■ Try it
Repeat the entries word for word. Leave nothing out.

■ Data for processing
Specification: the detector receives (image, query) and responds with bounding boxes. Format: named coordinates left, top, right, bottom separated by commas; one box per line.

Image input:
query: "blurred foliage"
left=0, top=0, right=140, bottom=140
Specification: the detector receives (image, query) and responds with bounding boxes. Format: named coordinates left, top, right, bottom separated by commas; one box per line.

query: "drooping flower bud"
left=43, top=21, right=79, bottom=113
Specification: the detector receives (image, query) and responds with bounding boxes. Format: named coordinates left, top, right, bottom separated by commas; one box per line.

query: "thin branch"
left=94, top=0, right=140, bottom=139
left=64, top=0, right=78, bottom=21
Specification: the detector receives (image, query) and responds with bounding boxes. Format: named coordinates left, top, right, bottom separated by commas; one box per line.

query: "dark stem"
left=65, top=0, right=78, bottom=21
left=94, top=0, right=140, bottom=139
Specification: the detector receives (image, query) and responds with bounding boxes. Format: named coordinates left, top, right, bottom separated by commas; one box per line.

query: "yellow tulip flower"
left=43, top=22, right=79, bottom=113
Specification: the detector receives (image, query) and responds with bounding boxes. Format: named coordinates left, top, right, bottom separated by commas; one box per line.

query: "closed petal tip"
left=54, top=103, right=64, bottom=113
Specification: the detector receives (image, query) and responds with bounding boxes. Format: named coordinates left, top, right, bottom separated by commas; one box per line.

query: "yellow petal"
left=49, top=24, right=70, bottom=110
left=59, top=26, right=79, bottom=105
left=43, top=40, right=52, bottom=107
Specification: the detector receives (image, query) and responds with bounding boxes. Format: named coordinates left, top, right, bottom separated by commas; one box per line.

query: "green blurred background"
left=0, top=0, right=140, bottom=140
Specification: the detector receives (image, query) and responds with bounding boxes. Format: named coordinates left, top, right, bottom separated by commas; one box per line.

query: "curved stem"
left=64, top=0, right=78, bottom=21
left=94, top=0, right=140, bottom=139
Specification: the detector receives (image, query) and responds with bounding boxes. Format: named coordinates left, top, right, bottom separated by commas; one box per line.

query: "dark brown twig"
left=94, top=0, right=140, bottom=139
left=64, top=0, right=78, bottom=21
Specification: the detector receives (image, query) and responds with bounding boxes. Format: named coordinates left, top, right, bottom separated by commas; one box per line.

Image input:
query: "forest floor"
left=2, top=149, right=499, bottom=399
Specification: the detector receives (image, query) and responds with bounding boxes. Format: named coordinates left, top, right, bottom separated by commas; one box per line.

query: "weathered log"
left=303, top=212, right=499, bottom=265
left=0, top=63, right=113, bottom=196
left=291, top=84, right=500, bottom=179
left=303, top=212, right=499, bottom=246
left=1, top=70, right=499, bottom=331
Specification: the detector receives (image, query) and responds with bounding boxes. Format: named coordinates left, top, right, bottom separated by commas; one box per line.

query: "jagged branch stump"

■ Result of this exercise
Specification: the detector receives (image, query) and responds with bounding boxes. Format: named coordinates left, top, right, bottom separated by commas; one box per line.

Image input:
query: "blurred foliage"
left=0, top=0, right=140, bottom=140
Specification: the detector receives (image, query) and responds with bounding boxes. Format: named coordinates left, top, right, bottom separated by commas; one box per line.

query: "drooping flower bud"
left=43, top=21, right=79, bottom=113
Specification: the detector receives (image, query) and responds with bounding boxes. Format: named coordinates left, top, right, bottom separated by commas; one box per line.

query: "thin branch"
left=94, top=0, right=140, bottom=139
left=64, top=0, right=78, bottom=21
Specification: the detector receives (image, query) and responds with bounding boxes. Format: named coordinates left, top, right, bottom separated by commas; one box per line.

query: "dark stem"
left=65, top=0, right=78, bottom=21
left=94, top=0, right=140, bottom=139
Specification: the detector receives (image, query) and responds with bounding boxes. Format: named coordinates left, top, right, bottom separated by commas; one box per line.

query: "yellow tulip flower"
left=43, top=22, right=79, bottom=113
Specification: the detector receives (image, query) and responds with bounding boxes. Format: named coordinates left, top, right, bottom separated by commas; one box per line.

query: "closed petal tip"
left=54, top=103, right=64, bottom=113
Specification: the detector receives (image, query) and responds with bounding boxes. Format: named coordinates left, top, right, bottom separated by commas; one box per line.

query: "yellow petal"
left=49, top=24, right=70, bottom=110
left=59, top=26, right=79, bottom=105
left=43, top=40, right=52, bottom=107
Specification: the detector receives (image, query) and responds with bounding boxes. Format: named coordinates left, top, right, bottom separated by commas; one box per line.

query: "green blurred background"
left=0, top=0, right=140, bottom=140
Specification: the detector receives (image, query) and responds with bounding boxes. Format: named coordinates left, top, right, bottom separated by commas; one box per line.

query: "curved stem"
left=64, top=0, right=78, bottom=21
left=94, top=0, right=140, bottom=139
Specification: the detector receives (image, query) and responds with bounding boxes. Format: named coordinates left, top, right, bottom separated by commas; one box per line.

query: "dark brown twig"
left=94, top=0, right=140, bottom=139
left=64, top=0, right=78, bottom=21
Specification: the detector receives (image, query) and responds with bounding boxes. Format: named coordinates left, top, right, bottom separated by commas; one box per line.

Image input:
query: "forest floor"
left=2, top=149, right=499, bottom=399
Specification: the detector receives (image, query) and responds with bounding boxes. Format: named coordinates left, top, right, bottom separated by commas; one box per line.

query: "weathered log"
left=303, top=212, right=499, bottom=265
left=0, top=63, right=113, bottom=196
left=291, top=84, right=500, bottom=179
left=303, top=212, right=499, bottom=246
left=1, top=70, right=499, bottom=331
Specification: the detector receives (image, query) and responds with bounding boxes. Format: named coordinates left, top, right, bottom separated by commas; one box per line.

query: "jagged branch stump"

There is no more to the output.